Extracted data START

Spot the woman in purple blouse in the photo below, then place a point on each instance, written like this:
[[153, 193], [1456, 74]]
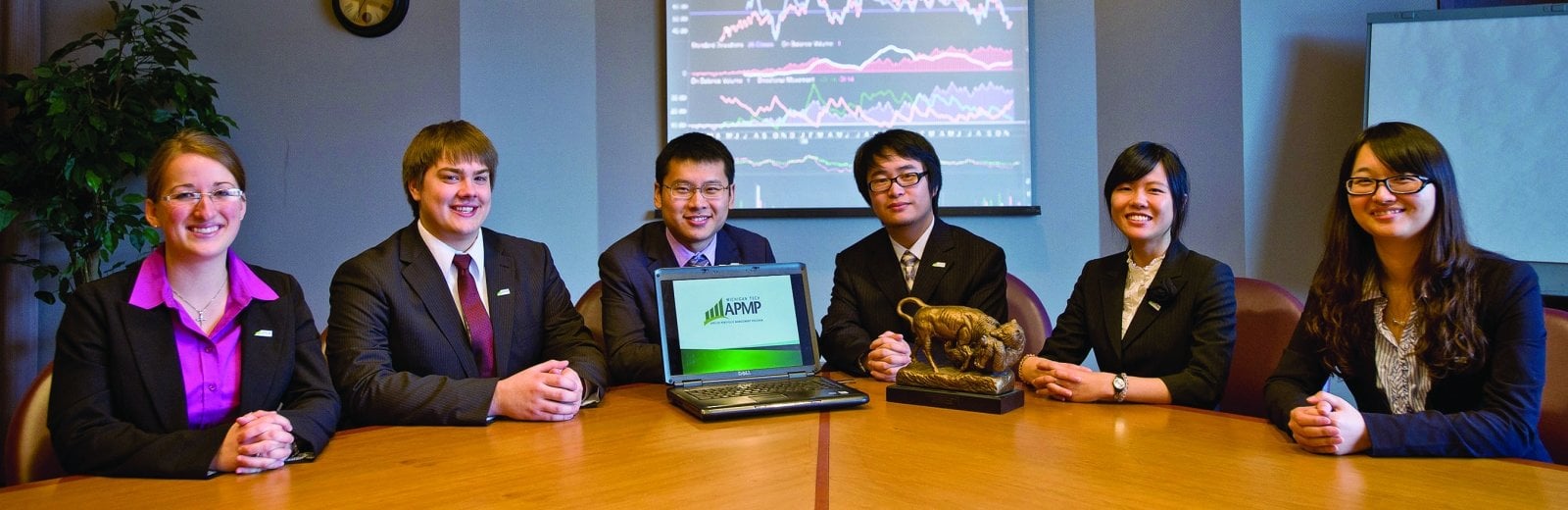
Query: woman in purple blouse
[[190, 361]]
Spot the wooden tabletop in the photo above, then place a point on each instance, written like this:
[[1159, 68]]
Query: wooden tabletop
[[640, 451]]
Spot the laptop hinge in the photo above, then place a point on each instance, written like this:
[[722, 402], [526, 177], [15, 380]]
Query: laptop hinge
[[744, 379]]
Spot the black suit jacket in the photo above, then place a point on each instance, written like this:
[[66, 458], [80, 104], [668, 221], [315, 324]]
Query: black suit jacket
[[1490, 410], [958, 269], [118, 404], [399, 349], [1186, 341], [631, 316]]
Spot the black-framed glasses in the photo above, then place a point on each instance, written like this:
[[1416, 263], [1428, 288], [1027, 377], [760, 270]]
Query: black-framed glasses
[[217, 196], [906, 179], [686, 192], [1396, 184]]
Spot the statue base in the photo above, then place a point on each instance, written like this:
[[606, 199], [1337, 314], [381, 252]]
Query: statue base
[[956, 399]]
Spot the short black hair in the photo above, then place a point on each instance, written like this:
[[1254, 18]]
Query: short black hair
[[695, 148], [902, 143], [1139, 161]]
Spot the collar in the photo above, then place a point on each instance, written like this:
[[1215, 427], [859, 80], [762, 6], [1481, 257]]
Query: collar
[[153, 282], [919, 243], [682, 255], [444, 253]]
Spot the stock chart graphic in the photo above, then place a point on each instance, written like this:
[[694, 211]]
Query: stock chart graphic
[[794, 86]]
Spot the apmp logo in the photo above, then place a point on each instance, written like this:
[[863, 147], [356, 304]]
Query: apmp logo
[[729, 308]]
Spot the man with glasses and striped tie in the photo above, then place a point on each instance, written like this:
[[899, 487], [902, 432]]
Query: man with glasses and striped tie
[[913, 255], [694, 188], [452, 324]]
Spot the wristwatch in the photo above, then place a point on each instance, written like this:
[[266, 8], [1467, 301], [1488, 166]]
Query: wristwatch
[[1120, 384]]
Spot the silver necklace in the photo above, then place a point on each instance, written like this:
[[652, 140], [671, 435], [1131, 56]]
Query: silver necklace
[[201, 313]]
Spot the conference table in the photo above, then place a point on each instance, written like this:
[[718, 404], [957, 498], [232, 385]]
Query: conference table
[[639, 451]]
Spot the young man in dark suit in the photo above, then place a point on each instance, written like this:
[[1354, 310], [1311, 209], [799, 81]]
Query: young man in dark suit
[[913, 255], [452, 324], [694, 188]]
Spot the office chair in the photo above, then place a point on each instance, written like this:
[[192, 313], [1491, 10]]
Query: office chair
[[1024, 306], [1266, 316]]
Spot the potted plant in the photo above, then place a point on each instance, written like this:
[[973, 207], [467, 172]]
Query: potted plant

Extracted data END

* [Exercise goal]:
The listing above is to be written out again exactly, with its pictures omitted.

* [Solution for this exercise]:
Spot the woman in purple blouse in the photo below, then place a point on each instance, written like this:
[[153, 193], [1456, 74]]
Query: woman in purple blouse
[[190, 361]]
Spot the wooden tabletop in the photo above, then place a point on each instance, written like this:
[[1159, 68]]
Query: wooden tabletop
[[640, 451]]
Spot the laptop hinge in the photo above, then place a point on each instance, written like this:
[[722, 402], [526, 177], [15, 380]]
Query: laptop hinge
[[744, 379]]
Spot the black suit jacket in the photo above, then place a point on each instance, written like this:
[[66, 458], [80, 104], [668, 221], [315, 324]]
Query: black suit jacket
[[1490, 410], [958, 269], [118, 404], [399, 349], [1186, 341], [631, 316]]
Spot the black-framed glasses in the photo above, then place a point on each instance, written like this:
[[1416, 263], [1428, 288], [1027, 377], [760, 270]]
Query: black-framed glasses
[[217, 196], [906, 179], [686, 192], [1396, 184]]
Spot the statue base in the photo above, then place a point on each instance, written like this:
[[606, 199], [1337, 314], [381, 252]]
Query: statue base
[[956, 399]]
Spot the short black hair in the photo above, then place a point on each instance, written like this:
[[1254, 18]]
Query: short black hair
[[695, 148], [902, 143], [1139, 161]]
Spot the collar in the photo above, then place a point on each instance, written like this:
[[1215, 427], [859, 80], [762, 6], [1481, 257]]
Query: collar
[[153, 282], [919, 243], [682, 255], [444, 253]]
Spot the stock chart graphic in the photo above, then place a point on each instance, written like this:
[[694, 211]]
Query: stock chart graphic
[[794, 86]]
Spot the apmp logo in the photo above, then place a point on each instance, written like this:
[[863, 147], [356, 304]]
Query: apmp logo
[[729, 308]]
Spot the man with glasses and striped tie in the photo above, then place a point on each instance, written like this:
[[899, 487], [902, 432]]
Query: man with glasses and striped tie
[[913, 255], [694, 188], [452, 324]]
Spot the wristwatch in the photo above, then place a point on each instance, written like this:
[[266, 8], [1467, 301], [1488, 166]]
Query: wristwatch
[[1120, 384]]
Spot the silver necklace in the photo above, then place a point on each instance, written like this:
[[652, 140], [671, 435], [1131, 56]]
Query: silver necklace
[[201, 313]]
Spot the conference table in the photo above, then place a point on each instance, written like this:
[[718, 404], [957, 498], [232, 385]]
Query: conference table
[[639, 451]]
Spot the young man in dark suit in the photo above, then place a point on each instance, written like this:
[[1354, 310], [1311, 209], [799, 81]]
Query: young man in dark suit
[[913, 255], [452, 324], [694, 188]]
Spot the office chair in the photo above, then place a point on each instance, written like this:
[[192, 313], [1491, 10]]
Query: office chair
[[1024, 306], [1266, 316]]
Spot the potted plant in the photo above, then place a point on each instance, written like this:
[[973, 207], [467, 172]]
Query: potted plant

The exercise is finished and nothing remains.